STATED TASK A:
From the thread below, give the stretch from "I do enjoy movies." through "name, Idris Elba." again, swapping every "cool" for "great".

EXTRACT:

# Most manliest man-name for a man in movies ever



## Deejo (May 20, 2008)

I do enjoy movies.

Every once in a while you see a movie with a character, and that character's name just pretty much oozes "DUDE", other than of course 'The Dude' from Big Lebowski, who let's face it, name + character, pretty much hit it out of the park.

Saw a movie recently thought the character was an awesome archetype, and when I heard his name, I literally smiled because I thought it was so over the top cool.

The movie was the grown up version of the movies I grew up loving as a kid. I used to watch Ultraman, Godzilla, Giant Robot, etc. 

So, I was pretty enthusiastic about Pacific Rim, and .... 
Stacker Pentecost.

As portrayed by an equally cool actor with an equally cool real name, Idris Elba.

Stacker Pentecost ... wow.


----------



## Jetranger (May 31, 2013)

The manliest man name in real life has to be SSgt Max Fightmaster, who is in the National Guard. He is a computer technician and seems to have a G+ page.

Top 10 Manliest Names Ever | Lauren Bernat - The Wii Fit Girl

I'm not sure if his image on Google+ is really him. My imagination is hoping for a Marcus Fenix-style musclebound badass who eats hot gravel for breakfast because it gives him an awesome voice, and like Marcus, has a chainsaw bayonet on his rifle.


----------



## Caribbean Man (Jun 3, 2012)

Then I'll have to go see this " Stacker Pentecost" movie...

If godzilla was a man he's get my vote of the " Manliest Man" for his role in the last flick.
Personification at it's best!
Godzilla just went in and got the goddamn job done whilst the humans were struggling .

Lol, even though he tore down a few buildings and disrupted powerlines, he got rid or the bigger threat.

GIVEN INFORMATION:
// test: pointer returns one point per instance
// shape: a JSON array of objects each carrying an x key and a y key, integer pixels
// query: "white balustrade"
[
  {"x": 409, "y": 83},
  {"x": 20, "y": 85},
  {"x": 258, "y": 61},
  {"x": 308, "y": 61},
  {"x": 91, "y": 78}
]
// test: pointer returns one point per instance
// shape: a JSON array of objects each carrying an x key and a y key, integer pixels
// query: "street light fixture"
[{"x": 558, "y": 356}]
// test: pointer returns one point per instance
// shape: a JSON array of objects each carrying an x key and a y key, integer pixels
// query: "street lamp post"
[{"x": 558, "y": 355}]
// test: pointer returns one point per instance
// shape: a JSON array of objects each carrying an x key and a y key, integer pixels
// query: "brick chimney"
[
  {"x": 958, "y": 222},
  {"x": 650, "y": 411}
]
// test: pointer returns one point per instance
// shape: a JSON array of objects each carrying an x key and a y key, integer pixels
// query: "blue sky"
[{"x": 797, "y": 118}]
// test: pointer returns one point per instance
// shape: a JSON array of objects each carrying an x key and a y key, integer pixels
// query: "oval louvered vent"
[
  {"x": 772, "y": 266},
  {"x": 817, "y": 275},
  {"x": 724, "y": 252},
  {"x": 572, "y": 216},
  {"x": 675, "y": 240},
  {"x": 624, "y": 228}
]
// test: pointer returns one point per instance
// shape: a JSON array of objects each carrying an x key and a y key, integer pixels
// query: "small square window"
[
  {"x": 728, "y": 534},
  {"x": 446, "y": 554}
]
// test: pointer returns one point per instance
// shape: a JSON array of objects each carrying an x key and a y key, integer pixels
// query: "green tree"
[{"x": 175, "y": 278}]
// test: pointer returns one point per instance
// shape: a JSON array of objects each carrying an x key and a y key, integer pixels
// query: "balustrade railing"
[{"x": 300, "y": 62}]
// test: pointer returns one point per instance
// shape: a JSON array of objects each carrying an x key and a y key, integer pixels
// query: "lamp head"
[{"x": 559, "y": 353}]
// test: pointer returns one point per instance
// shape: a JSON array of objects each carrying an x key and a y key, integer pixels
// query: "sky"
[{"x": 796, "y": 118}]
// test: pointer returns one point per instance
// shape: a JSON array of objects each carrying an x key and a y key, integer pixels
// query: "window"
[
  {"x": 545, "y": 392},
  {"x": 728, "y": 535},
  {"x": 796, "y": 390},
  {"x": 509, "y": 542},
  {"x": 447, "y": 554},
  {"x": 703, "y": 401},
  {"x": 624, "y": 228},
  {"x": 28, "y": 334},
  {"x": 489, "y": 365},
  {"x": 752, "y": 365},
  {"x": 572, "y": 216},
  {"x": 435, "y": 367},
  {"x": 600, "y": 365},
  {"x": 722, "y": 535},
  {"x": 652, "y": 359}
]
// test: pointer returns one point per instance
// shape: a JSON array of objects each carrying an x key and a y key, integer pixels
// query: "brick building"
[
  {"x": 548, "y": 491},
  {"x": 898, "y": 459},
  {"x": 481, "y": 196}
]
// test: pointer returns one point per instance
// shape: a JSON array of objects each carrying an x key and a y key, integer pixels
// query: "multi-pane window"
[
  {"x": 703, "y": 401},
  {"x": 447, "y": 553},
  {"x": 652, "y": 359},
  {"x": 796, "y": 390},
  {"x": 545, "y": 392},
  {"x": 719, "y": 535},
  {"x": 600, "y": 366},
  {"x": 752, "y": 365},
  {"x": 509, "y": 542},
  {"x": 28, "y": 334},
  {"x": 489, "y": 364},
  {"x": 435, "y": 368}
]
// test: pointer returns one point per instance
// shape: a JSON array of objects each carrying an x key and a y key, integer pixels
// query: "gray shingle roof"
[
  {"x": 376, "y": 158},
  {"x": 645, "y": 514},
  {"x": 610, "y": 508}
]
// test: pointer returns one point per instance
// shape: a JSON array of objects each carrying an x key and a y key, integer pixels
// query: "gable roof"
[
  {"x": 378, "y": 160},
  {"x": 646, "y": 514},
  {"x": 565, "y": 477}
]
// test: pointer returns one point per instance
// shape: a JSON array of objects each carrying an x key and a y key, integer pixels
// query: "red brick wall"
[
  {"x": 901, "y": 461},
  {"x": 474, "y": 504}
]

STATED TASK B:
Pull out each line of the entries above that contains the string "roof".

WORKED SOLUTION A:
I do enjoy movies.

Every once in a while you see a movie with a character, and that character's name just pretty much oozes "DUDE", other than of course 'The Dude' from Big Lebowski, who let's face it, name + character, pretty much hit it out of the park.

Saw a movie recently thought the character was an awesome archetype, and when I heard his name, I literally smiled because I thought it was so over the top great.

The movie was the grown up version of the movies I grew up loving as a kid. I used to watch Ultraman, Godzilla, Giant Robot, etc. 

So, I was pretty enthusiastic about Pacific Rim, and .... 
Stacker Pentecost.

As portrayed by an equally great actor with an equally great real name, Idris Elba.

WORKED SOLUTION B:
// query: "gray shingle roof"
// query: "gable roof"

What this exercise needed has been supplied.